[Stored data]
┏━━
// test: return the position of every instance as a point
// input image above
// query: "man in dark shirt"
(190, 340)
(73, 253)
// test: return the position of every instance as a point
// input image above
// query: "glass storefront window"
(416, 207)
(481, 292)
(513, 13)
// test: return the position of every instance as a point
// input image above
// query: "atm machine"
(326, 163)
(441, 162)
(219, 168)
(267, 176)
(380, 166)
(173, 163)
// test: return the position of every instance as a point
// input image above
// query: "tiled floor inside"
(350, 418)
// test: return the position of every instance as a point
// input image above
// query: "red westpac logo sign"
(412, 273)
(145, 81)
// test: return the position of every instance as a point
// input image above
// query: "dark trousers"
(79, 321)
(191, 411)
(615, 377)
┗━━
-- TO BE DONE --
Render the material above as a two-column CSV with the headers "request" and "answer", giving one row per request. Put each request's text and its answer in a single quoted field, with line breaks replaced by spaces.

-- ANSWER TO THIS EXERCISE --
request,answer
"// test: return the position of every instance as a point // input image above // query: ""man in dark shirt""","(190, 340) (73, 253)"
"// test: return the position of every instance as a point // input image above // query: ""glass storefront window""","(416, 207) (481, 292) (513, 13)"
"// test: return the position of every instance as a point // input image above // query: ""atm machine""","(326, 163) (441, 162) (219, 168) (267, 176) (380, 166) (173, 163)"
"// test: return the position of every instance as a point // input image above // query: ""tiled floor inside""","(350, 418)"
"// test: return the position of every instance as a point // input image above // query: ""red westpac logo sign""","(412, 273) (145, 81)"
"// test: return the position of every instance as a point // input image above // query: ""dark trousers""","(79, 321) (191, 411) (615, 377)"